>> START The data

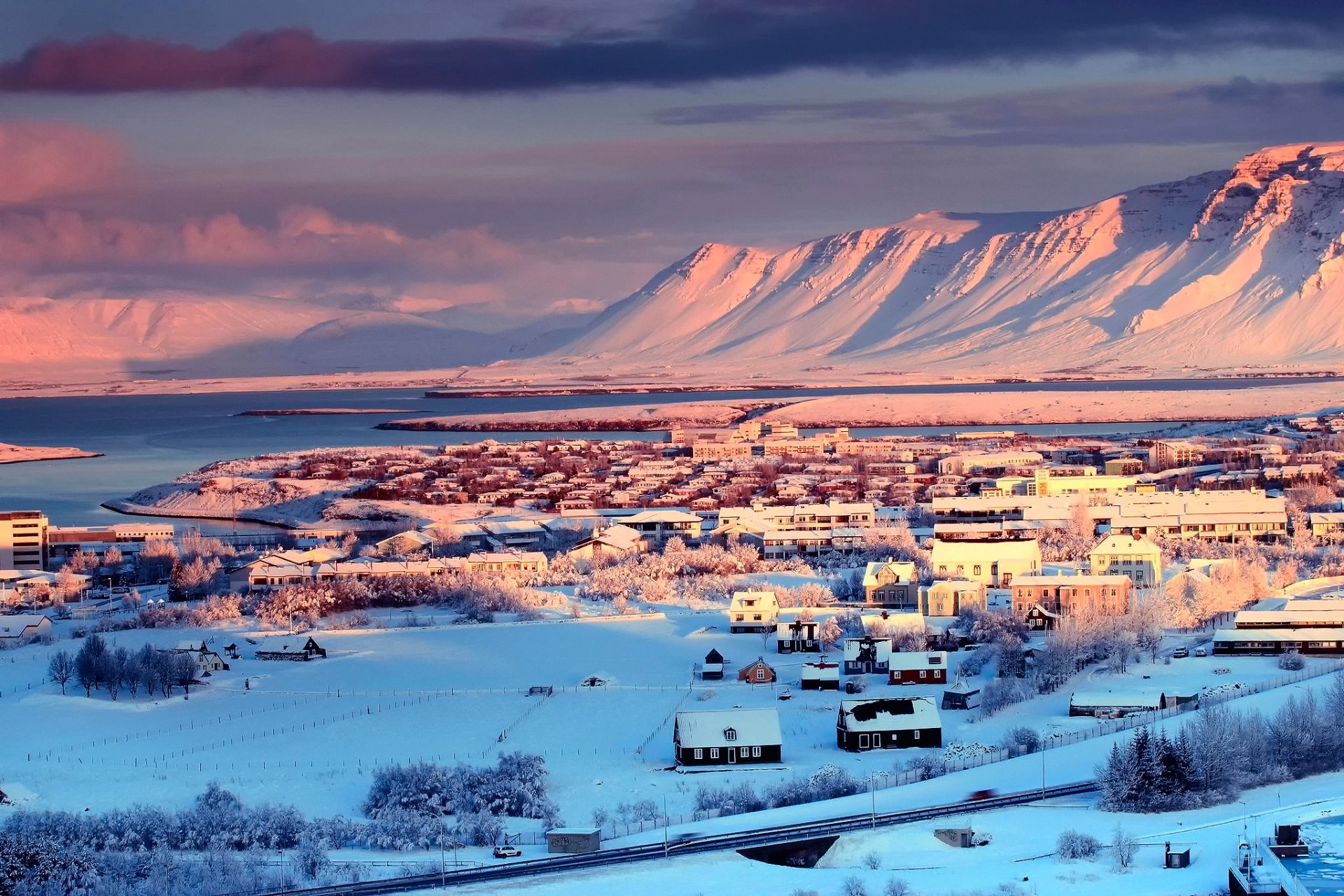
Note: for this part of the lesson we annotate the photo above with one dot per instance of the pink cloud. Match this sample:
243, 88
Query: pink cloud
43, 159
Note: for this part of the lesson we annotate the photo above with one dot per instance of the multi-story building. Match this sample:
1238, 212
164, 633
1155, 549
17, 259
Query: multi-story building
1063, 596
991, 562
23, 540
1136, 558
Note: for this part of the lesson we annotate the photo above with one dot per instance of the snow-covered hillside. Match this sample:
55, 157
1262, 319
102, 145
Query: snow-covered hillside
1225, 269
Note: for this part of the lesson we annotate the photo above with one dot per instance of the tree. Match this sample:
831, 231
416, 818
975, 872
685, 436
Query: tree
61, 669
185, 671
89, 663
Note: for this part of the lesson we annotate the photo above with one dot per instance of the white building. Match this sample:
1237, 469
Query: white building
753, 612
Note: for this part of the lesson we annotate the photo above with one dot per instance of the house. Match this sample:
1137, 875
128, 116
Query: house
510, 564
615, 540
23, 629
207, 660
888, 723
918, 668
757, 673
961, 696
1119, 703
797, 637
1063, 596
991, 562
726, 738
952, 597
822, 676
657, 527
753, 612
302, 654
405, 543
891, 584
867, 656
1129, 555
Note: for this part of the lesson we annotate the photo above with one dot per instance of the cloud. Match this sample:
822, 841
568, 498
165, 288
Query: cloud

>> END The data
>> START The data

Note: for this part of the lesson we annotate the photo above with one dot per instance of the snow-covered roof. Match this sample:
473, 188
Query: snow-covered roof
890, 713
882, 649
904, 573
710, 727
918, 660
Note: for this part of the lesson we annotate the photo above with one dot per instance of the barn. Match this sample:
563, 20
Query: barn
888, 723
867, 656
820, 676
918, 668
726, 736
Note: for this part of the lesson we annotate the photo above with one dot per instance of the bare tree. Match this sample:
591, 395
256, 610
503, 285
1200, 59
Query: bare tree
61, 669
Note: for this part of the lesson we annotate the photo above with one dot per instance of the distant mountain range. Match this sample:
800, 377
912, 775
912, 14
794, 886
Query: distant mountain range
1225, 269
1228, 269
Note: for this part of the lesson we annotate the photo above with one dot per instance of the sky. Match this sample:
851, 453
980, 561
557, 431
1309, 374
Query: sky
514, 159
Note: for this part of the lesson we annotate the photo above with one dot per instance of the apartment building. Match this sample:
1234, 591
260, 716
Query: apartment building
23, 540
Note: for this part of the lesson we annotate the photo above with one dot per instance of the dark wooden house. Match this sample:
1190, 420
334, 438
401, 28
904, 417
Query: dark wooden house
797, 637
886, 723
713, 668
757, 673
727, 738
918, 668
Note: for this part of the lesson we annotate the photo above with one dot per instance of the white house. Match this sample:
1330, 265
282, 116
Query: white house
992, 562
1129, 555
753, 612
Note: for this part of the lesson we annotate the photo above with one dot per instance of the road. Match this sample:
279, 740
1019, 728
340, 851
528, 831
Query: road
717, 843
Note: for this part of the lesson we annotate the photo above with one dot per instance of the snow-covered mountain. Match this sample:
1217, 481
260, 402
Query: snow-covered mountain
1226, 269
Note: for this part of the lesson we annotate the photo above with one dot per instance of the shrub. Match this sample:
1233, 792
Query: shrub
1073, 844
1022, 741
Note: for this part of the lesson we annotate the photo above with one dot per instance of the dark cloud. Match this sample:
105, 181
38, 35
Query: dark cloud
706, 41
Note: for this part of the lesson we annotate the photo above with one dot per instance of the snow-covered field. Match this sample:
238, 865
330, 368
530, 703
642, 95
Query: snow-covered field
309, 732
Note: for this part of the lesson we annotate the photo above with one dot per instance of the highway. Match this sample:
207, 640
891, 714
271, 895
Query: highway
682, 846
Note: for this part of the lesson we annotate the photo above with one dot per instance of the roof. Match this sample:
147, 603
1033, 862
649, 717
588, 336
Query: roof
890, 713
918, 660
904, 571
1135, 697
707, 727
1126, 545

>> END The data

▶ _What this task involves_:
Repeat the lines word for word, starting at the line that contains "the snow-covered hillside." and ending with the line that contains "Query: cloud".

▶ _Reply to the task_:
Note: for this part of the lesson we annotate the photo above with one dot per instance of the snow-covered hillside. Match this sample:
55, 157
1262, 319
102, 145
Query: snow-covered hillside
1225, 269
Note: for this part of the lesson we annotate the photo above with one dot per instance of the tree. Match this sample:
831, 231
416, 818
975, 872
685, 436
Query: tree
61, 669
185, 671
89, 663
Note: for this part of the lesson we annotate the photo above with one dot per instance of the white building. Match this sample:
1237, 469
Query: white building
753, 612
Note: for this part of the lesson we annotate the photo above with one dot per instance of the house. Match this sample:
1137, 875
128, 116
Query: house
510, 564
615, 540
23, 629
207, 660
888, 723
918, 668
757, 673
961, 696
1119, 703
797, 637
1063, 596
991, 562
726, 738
952, 597
822, 676
657, 527
753, 612
302, 654
405, 543
891, 584
867, 656
1129, 555
Note: for this part of the lesson we annotate the photo above with one dot per instance of the cloud. Match this sample:
822, 841
568, 498
165, 288
Query: cloud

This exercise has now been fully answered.